** Instrução dada **
Pode transcrever, sem alterar nada, o trecho da entrevista sobre o livro OssO que começa em "Infelizmente não. Isto" e segue até "avançados no campeonato."?

** Documento **
◇ ◇ ◇

Acaba de lançar OssO, um diálogo entre um interrogador e um terrorista. Foi duro de roer?
Foi duro de aparar. Na prosa há tendência para encher chouriços mas quis um livro seco. Estive tentado, mas o editor não foi na conversa, a entregar como brinde, junto com o livro, um saco com expressões que ficaram de fora: entrementes, naquela manhã, ele disse, retorquiu, inquiriu, tossicou. O livro tem uma introdução em forma de poema e uma conclusão em forma de anedota mas o essencial é o diálogo entre os dois. E juntei alguns folclorismos: não se pode tirar o prazer da leitura.
Quem são estes homens?
Há um interrogador, que não digo que é americano mas o nOssO modelo é que o seja, e um interrogado, que à partida é do mundo árabe. Vejo o interrogador como um palhaço rico e o interrogado como um palhaço pobre, um desconversador. Depois de o livro sair vi a fotografia de um terrorista que foi libertado ao fim de 12 anos, com grandes bochechas e sorriso largo. Imagino este terrorista assim. Mas o idealista aqui é o interrogador.
Este é um alegado terrorista…
Em nome de uma utopia da segurança temos uma série de gente a fazer mal ao mundo. O meu terrorista é só acusado de ser terrorista. Gosto de quando diz: já não tenho idade para ser terrorista, nem o cinto consigo prender. Não há muitos bombistas suicidas com mais de 30 anos, nessa idade já se faz contas à vida. Na minha cabeça, o interrogador tem o cabelo aloirado cortado à escovinha, é um tipo sério. O outro, que vemos como o inimigo, aos poucos vai ficando humano. Em O Halo Casto digo: um terrorista que parece terrorista não é um bom terrorista. São pessoas com família, simpáticas. Uns são monstros, outros foram levados pelas circunstâncias a fazer monstruosidades. Não é improvável que tenhamos um tio que gosta de contar anedotas a pôr uma bomba.
Poderá algum dos que têm levado a cabo estes massacres ser um bonacheirão?
Hitler era vegetariano, gostava de animais e, segundo consta, de uma boa piada. As pessoas que cometem crimes hediondos não são monstros, são humanos. Só os venceremos se percebermos que são humanos, mesmo que os seus atos lhes outorguem o crachá de monstros. Desumanizá-los é jogar o jogo deles.
OssO surge pouco antes de o EI fazer vários ataques. Foi uma antevisão?
Infelizmente não. Isto agora é cíclico.
Mas um ataque desta escala foi surpreendente.
Chocante, sim. Surpreendente não tanto. Tal como os atentados em escolas nos Estados Unidos. Ninguém quer que haja um próximo, mas… Este ano tem sido pródigo em horrores do EI, do Boko Haram. Os atentados na Tunísia, matando turistas e estrangulando a economia. E, na Palestina e em Israel, houve este ano um refinamento da crueldade, atingindo graus quase inauditos, mesmo para a religião. Os adoradores do ódio estão, este ano, avançados no campeonato.
Hoje escreveria o mesmo livro?

◇ ◇ ◇

Registos de dados guardados
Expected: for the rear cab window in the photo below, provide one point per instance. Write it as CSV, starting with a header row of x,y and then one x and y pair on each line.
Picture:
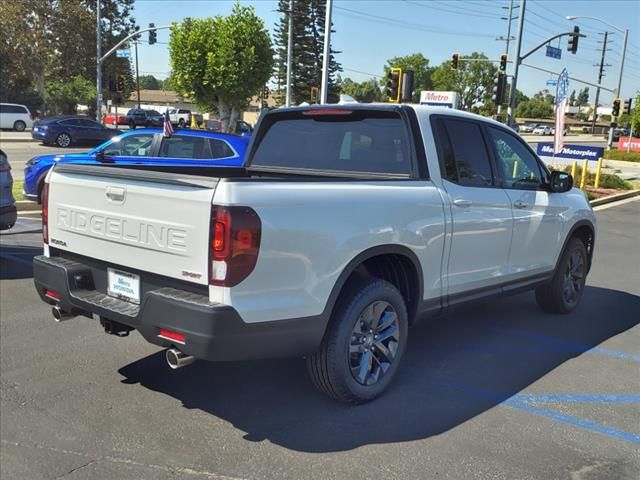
x,y
336,140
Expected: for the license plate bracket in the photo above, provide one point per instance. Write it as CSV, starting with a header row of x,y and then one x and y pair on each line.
x,y
123,285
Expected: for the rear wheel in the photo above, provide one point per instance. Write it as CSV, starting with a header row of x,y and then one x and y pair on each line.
x,y
63,140
364,343
563,293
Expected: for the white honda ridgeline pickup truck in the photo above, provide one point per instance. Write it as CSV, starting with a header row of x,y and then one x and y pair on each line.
x,y
346,224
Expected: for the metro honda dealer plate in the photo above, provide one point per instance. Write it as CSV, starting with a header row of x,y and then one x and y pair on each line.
x,y
123,285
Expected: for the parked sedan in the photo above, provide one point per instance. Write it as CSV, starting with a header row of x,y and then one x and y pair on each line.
x,y
146,146
543,130
67,130
112,119
8,212
138,117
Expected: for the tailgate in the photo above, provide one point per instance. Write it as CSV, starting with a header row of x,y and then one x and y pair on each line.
x,y
150,221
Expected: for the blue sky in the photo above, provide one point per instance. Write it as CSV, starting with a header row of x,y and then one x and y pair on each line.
x,y
368,32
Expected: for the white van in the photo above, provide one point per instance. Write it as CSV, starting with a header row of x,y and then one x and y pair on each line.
x,y
14,116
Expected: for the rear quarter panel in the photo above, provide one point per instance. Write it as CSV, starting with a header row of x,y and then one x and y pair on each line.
x,y
311,230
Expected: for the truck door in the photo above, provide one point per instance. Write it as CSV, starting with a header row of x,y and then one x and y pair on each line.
x,y
482,221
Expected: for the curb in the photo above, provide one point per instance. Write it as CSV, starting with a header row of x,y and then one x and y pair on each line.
x,y
614,198
28,206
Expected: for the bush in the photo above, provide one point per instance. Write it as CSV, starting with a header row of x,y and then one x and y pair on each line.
x,y
618,155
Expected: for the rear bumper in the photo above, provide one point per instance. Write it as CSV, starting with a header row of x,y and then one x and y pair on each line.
x,y
8,216
212,331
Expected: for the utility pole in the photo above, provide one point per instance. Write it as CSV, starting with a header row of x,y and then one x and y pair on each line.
x,y
600,75
137,75
516,66
326,53
509,18
98,65
289,54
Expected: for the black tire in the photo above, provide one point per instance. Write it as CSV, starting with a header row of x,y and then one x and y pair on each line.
x,y
63,140
332,367
562,294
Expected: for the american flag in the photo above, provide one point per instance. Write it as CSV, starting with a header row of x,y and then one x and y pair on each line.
x,y
167,129
561,104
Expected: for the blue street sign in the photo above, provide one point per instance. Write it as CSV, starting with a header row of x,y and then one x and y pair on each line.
x,y
553,52
571,152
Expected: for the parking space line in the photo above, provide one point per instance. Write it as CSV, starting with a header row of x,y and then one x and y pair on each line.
x,y
526,403
569,345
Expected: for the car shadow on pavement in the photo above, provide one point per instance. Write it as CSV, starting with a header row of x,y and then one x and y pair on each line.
x,y
16,262
456,367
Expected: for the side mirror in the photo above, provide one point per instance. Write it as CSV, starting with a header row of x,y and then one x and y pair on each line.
x,y
560,182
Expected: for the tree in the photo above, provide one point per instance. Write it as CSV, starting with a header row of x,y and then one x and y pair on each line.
x,y
307,54
473,80
421,72
534,108
583,97
149,82
63,97
221,62
365,92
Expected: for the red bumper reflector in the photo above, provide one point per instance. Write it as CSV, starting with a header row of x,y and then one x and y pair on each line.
x,y
178,337
53,295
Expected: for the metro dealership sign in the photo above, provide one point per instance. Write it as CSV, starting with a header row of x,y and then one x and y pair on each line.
x,y
623,143
569,153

◇ ◇ ◇

** Resultado da tarefa **
Infelizmente não. Isto agora é cíclico.
Mas um ataque desta escala foi surpreendente.
Chocante, sim. Surpreendente não tanto. Tal como os atentados em escolas nos Estados Unidos. Ninguém quer que haja um próximo, mas… Este ano tem sido pródigo em horrores do EI, do Boko Haram. Os atentados na Tunísia, matando turistas e estrangulando a economia. E, na Palestina e em Israel, houve este ano um refinamento da crueldade, atingindo graus quase inauditos, mesmo para a religião. Os adoradores do ódio estão, este ano, avançados no campeonato.